> [Selected extract]:

To start with, first the predicted and observed vectors are concatenated and Davenport's q-method [19] is applied. This method is explained with mathematical details in [8,9]. The output of this rotation estimation algorithm is a matrix, $C_{F}^{S}$ , which describes the rotation between the two mentioned frames.

5.1. Global position estimation from the rotation matrix

The rotation matrix $C_{F}^{S}$ estimated in the previous section is used to obtain the estimate of the rover's global position on the planet. For this, this matrix is split as in equation (25) and written in terms of its principal axis rotation, i.e.,

\begin{array}{l} C_{F}^{S} = C_{n}^{S} C_{F}^{n} \\ (C_{F}^{S})^{T} = (C_{F}^{n})^{T} (C_{n}^{S})^{T} \\ C_{S}^{F} = C_{n}^{F} C_{S}^{n} \end{array}

(25)

Here, $C_{S}^{n}$ is the transformation between the NED frame and the sensor frame, which is a function of the roll, pitch and yaw angles, and $C_{n}^{F}$ is the transformation between the NED and ECEF frames, which incorporates the longitude (λ) and latitude (φ) of the rover. The equation (25) is written in terms of the principle axis rotation as:

C_{S}^{F} = R_{z} (λ) R_{y} (\frac{π}{2} - φ) R_{z} (\frac{π}{2} + α) R_{y} (θ) R_{x} (ϕ)

(26)

After multiplying equation (26) by $R_{x} (- ϕ) R_{y} (- θ)$ and assigning results to a matrix P, i.e.,

P = R_{z} (λ) R_{y} (\frac{π}{2} - γ) R_{z} (\frac{π}{2} + α)

(27)

The left-hand side of equation (27) is already known from attitude angles of the vehicle and the estimated rotation matrix $C_{F}^{S}$ , and the right-hand side is simply the ZYZ rotation using the Euler angles' convention. Then, from matrix P, the longitude and latitude of the rover is extracted as:

\begin{array}{l} l a t i t u d e : φ = \frac{π}{2} - {cos}^{- 1} (P_{33}) \\ l o n g i t u d e : λ = {tan}^{- 1} (P_{23} / cos φ, P_{13} / cos φ) \end{array}

(28)

> [Directives]:
1/ Answer these questions about the passage on rover position estimation:
(a) What method is applied after the predicted and observed vectors are concatenated?
(b) Which angles is the transformation between the NED frame and the sensor frame a function of?
(c) What kind of rotation is the right-hand side of equation (27)?
2/ Go on with the passage on rover position estimation, starting right after equation (28).

Data extracted from a collection:

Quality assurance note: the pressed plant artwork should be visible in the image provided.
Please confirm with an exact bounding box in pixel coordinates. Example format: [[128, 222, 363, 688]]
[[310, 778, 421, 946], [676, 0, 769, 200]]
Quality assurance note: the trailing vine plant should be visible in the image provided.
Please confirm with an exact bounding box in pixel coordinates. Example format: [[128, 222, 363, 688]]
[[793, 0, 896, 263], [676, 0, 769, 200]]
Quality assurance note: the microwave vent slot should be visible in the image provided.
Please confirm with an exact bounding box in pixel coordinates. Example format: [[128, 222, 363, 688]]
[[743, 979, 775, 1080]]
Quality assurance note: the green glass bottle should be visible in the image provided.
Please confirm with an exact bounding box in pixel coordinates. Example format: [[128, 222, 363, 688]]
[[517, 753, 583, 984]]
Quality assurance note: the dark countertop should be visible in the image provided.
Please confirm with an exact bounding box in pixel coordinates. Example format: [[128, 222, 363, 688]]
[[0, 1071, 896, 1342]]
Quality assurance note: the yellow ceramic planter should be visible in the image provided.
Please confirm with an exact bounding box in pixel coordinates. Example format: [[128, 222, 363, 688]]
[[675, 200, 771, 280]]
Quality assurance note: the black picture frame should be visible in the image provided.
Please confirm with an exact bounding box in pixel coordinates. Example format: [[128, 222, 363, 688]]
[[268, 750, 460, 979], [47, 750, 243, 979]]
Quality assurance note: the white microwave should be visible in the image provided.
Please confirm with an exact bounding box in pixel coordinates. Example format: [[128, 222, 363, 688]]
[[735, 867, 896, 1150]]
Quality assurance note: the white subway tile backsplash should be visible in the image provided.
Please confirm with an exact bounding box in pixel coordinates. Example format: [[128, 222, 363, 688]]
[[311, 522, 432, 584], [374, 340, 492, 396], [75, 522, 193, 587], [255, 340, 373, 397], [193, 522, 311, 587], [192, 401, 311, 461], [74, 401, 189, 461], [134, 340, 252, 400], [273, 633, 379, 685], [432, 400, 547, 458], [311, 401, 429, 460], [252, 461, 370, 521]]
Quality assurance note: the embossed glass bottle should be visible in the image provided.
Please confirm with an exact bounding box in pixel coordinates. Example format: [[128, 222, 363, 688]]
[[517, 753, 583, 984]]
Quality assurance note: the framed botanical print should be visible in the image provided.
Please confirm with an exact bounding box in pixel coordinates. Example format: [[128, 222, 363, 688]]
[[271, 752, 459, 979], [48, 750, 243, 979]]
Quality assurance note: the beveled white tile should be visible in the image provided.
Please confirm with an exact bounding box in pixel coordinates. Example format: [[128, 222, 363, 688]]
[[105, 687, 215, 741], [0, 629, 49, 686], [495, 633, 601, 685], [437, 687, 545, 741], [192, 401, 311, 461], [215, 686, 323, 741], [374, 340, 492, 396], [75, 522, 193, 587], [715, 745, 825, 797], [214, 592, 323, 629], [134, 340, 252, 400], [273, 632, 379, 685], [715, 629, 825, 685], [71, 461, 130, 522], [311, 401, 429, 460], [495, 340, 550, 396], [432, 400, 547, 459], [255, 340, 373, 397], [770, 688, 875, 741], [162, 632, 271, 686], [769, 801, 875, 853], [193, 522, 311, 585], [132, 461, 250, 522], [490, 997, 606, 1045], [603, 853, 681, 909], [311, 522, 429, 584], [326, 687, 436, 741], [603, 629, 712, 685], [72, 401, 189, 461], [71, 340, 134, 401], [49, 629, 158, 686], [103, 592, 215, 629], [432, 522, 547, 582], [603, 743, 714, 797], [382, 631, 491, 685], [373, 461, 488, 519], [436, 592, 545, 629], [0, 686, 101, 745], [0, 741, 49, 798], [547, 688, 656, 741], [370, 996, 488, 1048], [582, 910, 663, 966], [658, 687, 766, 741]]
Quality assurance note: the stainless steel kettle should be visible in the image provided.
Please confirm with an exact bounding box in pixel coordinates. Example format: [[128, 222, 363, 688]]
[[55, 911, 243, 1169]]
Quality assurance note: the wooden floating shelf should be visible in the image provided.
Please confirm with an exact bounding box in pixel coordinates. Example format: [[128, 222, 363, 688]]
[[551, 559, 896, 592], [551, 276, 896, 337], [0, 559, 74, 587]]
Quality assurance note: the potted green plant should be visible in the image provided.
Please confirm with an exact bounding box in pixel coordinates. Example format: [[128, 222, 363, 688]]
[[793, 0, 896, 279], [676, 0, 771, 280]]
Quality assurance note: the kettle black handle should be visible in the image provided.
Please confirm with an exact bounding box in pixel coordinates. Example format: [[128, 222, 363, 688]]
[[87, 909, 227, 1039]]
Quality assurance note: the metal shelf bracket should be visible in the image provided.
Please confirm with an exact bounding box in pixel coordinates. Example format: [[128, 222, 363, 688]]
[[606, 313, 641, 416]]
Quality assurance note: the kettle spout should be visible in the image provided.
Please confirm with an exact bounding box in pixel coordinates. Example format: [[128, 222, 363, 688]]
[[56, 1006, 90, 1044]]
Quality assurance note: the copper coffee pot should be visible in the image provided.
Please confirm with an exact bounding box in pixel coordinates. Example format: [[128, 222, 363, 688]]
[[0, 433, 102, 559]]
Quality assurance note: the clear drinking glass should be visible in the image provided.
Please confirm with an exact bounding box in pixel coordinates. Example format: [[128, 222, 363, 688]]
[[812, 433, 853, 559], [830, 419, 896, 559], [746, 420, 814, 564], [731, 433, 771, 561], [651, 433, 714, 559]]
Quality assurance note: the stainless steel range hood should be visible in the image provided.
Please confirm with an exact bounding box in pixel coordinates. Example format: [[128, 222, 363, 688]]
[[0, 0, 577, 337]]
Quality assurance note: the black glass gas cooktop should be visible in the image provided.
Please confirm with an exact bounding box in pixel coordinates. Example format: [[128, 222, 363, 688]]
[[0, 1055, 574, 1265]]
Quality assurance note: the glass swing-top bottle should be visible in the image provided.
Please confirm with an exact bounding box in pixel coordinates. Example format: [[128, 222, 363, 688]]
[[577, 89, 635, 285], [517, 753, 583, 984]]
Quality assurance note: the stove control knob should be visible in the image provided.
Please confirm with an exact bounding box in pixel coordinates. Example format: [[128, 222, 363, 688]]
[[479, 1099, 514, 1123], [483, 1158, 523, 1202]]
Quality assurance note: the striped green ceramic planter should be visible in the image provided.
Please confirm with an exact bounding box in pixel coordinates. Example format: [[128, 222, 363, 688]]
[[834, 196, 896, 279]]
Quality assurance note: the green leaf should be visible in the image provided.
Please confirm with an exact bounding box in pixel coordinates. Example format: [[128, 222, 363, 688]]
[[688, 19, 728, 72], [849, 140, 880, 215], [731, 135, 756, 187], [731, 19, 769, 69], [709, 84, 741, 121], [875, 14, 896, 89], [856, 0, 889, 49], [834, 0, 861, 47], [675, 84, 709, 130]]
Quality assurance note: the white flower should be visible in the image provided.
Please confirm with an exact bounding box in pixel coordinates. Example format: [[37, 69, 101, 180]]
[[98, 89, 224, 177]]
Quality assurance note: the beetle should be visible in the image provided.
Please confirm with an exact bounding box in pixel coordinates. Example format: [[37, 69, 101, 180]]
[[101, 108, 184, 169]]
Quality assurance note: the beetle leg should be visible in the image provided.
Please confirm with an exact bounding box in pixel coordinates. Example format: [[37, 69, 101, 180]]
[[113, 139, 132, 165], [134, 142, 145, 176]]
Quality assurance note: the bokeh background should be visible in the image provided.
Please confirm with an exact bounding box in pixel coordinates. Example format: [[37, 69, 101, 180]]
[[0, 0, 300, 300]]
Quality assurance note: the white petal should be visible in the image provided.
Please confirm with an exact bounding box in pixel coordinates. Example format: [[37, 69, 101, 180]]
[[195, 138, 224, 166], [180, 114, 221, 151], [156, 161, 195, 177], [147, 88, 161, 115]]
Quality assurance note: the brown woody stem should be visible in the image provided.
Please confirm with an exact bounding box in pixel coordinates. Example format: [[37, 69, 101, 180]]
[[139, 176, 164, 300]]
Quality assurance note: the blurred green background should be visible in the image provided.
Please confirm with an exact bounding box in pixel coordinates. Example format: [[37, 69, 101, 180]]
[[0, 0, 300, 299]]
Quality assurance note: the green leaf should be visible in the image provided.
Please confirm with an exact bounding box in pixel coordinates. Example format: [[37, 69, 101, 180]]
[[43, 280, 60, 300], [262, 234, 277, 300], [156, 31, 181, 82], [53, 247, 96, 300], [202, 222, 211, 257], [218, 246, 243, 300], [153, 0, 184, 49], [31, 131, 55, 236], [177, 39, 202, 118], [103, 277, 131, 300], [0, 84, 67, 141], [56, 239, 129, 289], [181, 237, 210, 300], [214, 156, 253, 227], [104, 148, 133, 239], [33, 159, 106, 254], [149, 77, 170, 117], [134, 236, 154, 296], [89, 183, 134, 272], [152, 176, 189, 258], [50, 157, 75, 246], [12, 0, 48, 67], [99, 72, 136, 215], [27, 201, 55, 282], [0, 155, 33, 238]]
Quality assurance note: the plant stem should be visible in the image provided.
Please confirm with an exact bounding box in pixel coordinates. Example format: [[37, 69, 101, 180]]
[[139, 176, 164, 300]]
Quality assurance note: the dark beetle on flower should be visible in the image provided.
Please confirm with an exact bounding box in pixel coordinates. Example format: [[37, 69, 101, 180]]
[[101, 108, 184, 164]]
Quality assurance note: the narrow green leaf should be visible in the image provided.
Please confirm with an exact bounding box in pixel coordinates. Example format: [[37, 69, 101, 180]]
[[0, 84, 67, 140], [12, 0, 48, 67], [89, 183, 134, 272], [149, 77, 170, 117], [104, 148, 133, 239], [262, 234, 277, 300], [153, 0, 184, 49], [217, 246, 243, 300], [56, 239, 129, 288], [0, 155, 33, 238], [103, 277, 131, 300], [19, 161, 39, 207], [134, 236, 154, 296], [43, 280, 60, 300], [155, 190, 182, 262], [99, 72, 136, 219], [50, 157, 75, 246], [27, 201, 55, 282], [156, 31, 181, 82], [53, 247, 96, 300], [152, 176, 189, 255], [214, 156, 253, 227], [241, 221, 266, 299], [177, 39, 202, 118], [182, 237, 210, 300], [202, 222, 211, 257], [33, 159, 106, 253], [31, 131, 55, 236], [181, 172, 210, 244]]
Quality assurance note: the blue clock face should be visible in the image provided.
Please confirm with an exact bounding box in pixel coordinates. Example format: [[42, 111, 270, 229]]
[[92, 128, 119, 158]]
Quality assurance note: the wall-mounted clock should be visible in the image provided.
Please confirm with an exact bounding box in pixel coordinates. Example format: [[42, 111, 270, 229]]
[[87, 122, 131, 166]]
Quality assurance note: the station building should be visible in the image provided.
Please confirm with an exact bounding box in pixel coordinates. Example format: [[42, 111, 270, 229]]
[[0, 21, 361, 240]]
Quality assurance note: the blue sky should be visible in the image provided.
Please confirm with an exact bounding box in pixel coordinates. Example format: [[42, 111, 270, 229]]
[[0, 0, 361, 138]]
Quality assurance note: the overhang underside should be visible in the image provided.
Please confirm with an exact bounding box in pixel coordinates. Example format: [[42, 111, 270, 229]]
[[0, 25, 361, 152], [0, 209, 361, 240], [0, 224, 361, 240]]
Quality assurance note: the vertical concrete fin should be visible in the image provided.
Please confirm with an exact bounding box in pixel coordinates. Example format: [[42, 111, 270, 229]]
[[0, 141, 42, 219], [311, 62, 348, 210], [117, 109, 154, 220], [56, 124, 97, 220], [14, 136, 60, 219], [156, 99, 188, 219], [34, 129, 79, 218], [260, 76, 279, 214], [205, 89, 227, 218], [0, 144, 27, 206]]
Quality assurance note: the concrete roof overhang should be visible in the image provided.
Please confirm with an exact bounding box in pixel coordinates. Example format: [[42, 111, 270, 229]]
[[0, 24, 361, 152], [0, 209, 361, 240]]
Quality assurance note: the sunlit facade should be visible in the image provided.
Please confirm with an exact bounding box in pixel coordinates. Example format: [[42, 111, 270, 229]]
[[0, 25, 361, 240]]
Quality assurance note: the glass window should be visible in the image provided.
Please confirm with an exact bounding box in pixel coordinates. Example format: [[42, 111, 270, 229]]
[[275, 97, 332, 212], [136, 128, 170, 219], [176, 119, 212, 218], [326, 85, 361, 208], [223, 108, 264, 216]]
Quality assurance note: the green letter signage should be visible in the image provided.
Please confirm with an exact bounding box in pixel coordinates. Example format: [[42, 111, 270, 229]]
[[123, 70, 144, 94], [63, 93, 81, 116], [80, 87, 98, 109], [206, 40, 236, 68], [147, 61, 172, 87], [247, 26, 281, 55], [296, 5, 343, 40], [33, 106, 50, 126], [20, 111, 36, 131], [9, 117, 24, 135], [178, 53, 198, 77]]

> [The replies]:
1/
(a) Davenport's q-method.
(b) The roll, pitch and yaw angles.
(c) A ZYZ rotation using the Euler angles' convention.

2/
Note that the global position estimated using these methods has an error of hundreds of metres or more, so it is not well suited for incorporation into the navigation system during short operations in order to update the localization of the rover. However, in long-term operations, e.g., over tens of kms, and in the absence of any other accurate global position sensor/system in the planetary environment, this estimated global position is fairly useful for the proposed attitude estimation algorithm (EASI). The overall schematic for fusing relative and absolute sensors is shown in Figure 7.

Figure 7.

Sensor-fusion block diagram for the planetary rover's absolute navigation

Note that due to the stop-and-go nature of the planetary rover's motion, this algorithm exploits this situation in updating the relative attitude and relative position using the Sun sensor and inclinometer readings, during both the stop and moving conditions of the rover. This algorithm uses the minimum number of on-board MEMS sensors, which is very important for micro rovers intended to have low weight/volume, consuming less power and, hence, overall reduced mission costs.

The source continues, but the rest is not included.